Your task: Among the entries below, tally each line in which the word "query" is found, then state the tally alone.

Exercise material:

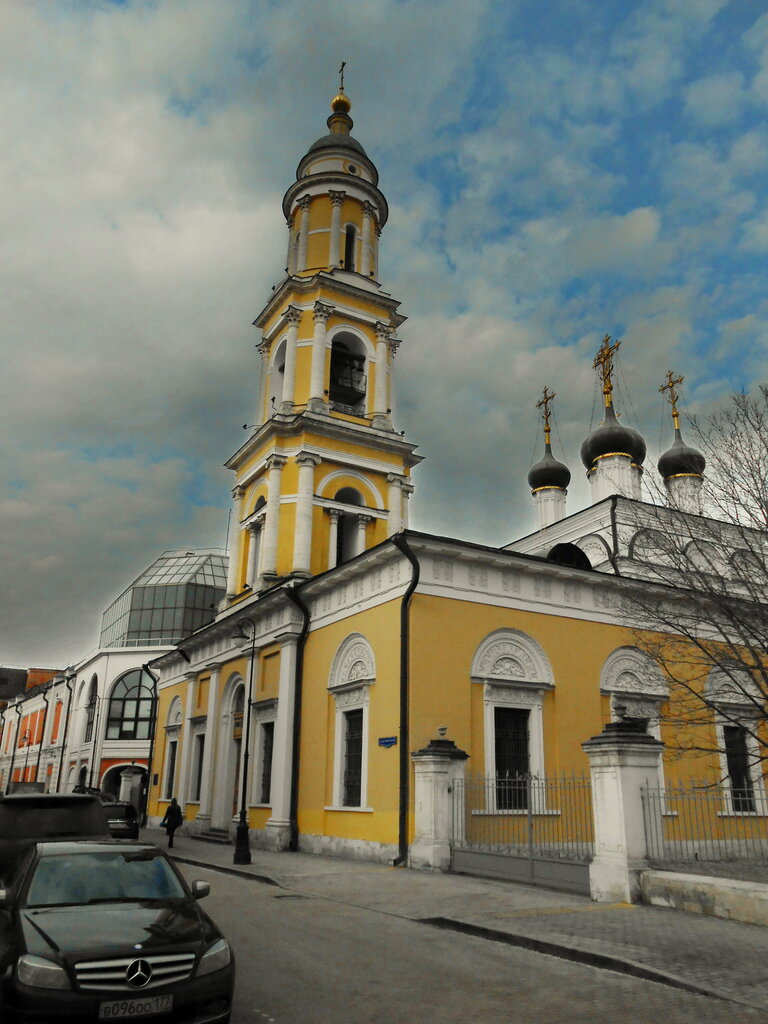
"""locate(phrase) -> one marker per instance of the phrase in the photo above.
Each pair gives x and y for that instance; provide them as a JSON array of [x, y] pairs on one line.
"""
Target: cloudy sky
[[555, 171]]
* * *
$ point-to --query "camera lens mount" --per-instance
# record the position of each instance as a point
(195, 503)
---
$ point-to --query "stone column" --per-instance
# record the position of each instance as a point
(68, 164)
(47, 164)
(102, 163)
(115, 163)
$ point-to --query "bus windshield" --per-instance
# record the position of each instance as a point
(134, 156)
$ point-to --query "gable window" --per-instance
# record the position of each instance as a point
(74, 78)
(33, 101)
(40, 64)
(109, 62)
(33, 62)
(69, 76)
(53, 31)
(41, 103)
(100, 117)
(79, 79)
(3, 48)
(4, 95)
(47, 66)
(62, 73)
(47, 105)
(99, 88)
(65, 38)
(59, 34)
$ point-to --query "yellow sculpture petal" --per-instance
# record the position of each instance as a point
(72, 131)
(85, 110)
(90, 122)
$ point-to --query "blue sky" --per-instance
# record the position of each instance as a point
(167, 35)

Answer to this task: 6